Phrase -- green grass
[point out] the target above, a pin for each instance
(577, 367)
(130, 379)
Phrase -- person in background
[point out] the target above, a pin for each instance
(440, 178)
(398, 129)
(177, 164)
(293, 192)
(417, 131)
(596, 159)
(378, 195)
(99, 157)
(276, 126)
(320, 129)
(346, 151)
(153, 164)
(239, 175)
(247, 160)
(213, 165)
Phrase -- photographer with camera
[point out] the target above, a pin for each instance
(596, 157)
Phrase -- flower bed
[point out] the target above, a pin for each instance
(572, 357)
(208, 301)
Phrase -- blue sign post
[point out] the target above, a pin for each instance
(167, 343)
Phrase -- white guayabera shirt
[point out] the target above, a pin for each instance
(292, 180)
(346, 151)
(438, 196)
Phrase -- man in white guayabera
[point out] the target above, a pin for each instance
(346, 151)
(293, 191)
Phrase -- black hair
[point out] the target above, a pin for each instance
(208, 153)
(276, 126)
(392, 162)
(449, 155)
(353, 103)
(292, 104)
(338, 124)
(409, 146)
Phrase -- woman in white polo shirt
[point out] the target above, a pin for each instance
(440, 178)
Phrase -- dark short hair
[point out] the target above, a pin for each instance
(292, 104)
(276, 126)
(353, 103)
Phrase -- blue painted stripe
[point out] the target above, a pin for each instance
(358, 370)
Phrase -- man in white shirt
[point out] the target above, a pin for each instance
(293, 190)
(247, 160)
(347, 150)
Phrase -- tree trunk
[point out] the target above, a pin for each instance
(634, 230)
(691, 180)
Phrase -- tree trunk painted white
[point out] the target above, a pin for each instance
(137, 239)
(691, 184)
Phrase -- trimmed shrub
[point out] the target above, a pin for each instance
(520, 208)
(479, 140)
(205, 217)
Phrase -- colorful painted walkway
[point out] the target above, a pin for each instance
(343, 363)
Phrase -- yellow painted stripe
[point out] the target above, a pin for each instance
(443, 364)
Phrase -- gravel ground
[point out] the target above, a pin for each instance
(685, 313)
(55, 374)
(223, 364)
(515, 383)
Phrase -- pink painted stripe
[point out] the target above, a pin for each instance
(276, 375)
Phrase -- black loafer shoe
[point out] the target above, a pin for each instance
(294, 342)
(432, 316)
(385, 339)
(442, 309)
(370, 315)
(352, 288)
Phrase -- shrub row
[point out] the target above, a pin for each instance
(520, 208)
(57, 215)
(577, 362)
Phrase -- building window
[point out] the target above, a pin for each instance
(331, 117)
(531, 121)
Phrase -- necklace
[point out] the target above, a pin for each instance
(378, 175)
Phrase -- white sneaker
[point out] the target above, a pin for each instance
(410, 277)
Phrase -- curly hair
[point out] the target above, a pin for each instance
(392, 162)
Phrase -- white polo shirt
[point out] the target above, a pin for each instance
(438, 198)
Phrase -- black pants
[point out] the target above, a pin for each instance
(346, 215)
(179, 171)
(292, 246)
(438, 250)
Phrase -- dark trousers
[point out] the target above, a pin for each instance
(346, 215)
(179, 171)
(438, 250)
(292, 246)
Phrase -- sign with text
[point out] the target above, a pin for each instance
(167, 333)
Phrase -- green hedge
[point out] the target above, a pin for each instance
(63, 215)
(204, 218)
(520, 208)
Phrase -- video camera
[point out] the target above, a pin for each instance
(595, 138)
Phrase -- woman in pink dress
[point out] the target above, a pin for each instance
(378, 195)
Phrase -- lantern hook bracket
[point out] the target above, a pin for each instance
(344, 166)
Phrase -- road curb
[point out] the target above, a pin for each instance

····················

All the lines above should come back exactly as written.

### [WRITTEN SOLUTION]
Phrase -- green grass
[point out] the target above, a pin for each instance
(577, 367)
(130, 379)
Phrase -- person in background
[point out] the target above, a pin for each instance
(440, 178)
(398, 129)
(177, 164)
(293, 192)
(417, 131)
(596, 159)
(378, 195)
(99, 157)
(276, 126)
(320, 129)
(346, 151)
(153, 164)
(239, 175)
(247, 160)
(213, 165)
Phrase -- photographer with camera
[point out] the target above, a pin for each instance
(596, 157)
Phrase -- flower bed
[point out] the target above, a pin for each instance
(572, 357)
(208, 301)
Phrase -- blue sign post
[point out] the target above, a pin for each instance
(167, 343)
Phrase -- white guayabera shirt
[point out] the target above, a pin for each instance
(292, 180)
(346, 151)
(438, 196)
Phrase -- man in white guayabera
[point out] the target above, a pin for each instance
(346, 151)
(293, 191)
Phrase -- black hair
[point out] the target above, a pin for each instance
(208, 153)
(276, 126)
(392, 162)
(449, 155)
(353, 103)
(292, 104)
(338, 124)
(409, 146)
Phrase -- woman in white polo shirt
[point out] the target above, a pin for each instance
(440, 178)
Phrase -- dark short hair
[point out] the target above, a pin for each instance
(292, 104)
(276, 126)
(353, 103)
Phrase -- blue painted stripe
[point out] the target above, a pin for each instance
(358, 370)
Phrase -- man in white shirt
[point out] the target above, a pin for each instance
(293, 190)
(247, 160)
(347, 150)
Phrase -- tree trunk
[point out] the target above, a pin for each instance
(634, 230)
(691, 180)
Phrase -- tree trunk painted white
[point out] the target above, a pin for each instance
(137, 239)
(691, 184)
Phrase -- trimmed shrub
[point out] the target above, a pin for each instance
(520, 208)
(479, 140)
(205, 217)
Phrase -- colorful painted walkway
[point out] the target above, a pin for each instance
(343, 363)
Phrase -- yellow painted stripe
[point out] the target above, a pin for each instance
(443, 364)
Phrase -- gravel ground
[point out] the target above, a pin for each instance
(685, 313)
(55, 374)
(223, 364)
(515, 383)
Phrase -- pink painted stripe
[point out] the target above, a pin for each instance
(276, 375)
Phrase -- black loafer shoe
[point out] the target above, a pin for each instance
(294, 342)
(432, 316)
(385, 339)
(442, 309)
(370, 315)
(352, 288)
Phrase -- shrub row
[point out] the target above, a pin for each instance
(520, 208)
(57, 215)
(577, 362)
Phrase -- building window
[point out] the target above, a pin for each instance
(331, 117)
(531, 121)
Phrase -- necklace
[point out] the target above, a pin for each instance
(378, 175)
Phrase -- white sneaker
[point out] the target above, a pin for each instance
(410, 277)
Phrase -- curly hair
[point out] the target above, a pin for each instance
(392, 162)
Phrase -- white polo shirt
[point out] the target above, a pin for each instance
(438, 198)
Phrase -- black pants
[point out] the target above, a pin for each instance
(346, 215)
(179, 171)
(292, 246)
(438, 250)
Phrase -- dark trousers
[point out] the target above, a pin for each instance
(346, 215)
(179, 171)
(438, 250)
(292, 246)
Phrase -- sign with text
[point out] the target above, a pin for each instance
(167, 333)
Phrase -- green hedge
[point out] the target above, a pin for each instance
(63, 215)
(204, 218)
(520, 208)
Phrase -- video camera
[point out] the target above, a pin for each instance
(595, 138)
Phrase -- woman in pink dress
[point out] the target above, a pin for each instance
(378, 195)
Phrase -- lantern hook bracket
[point out] the target above, a pin for each instance
(344, 166)
Phrase -- road curb
[point out] the target above, a pin for each instance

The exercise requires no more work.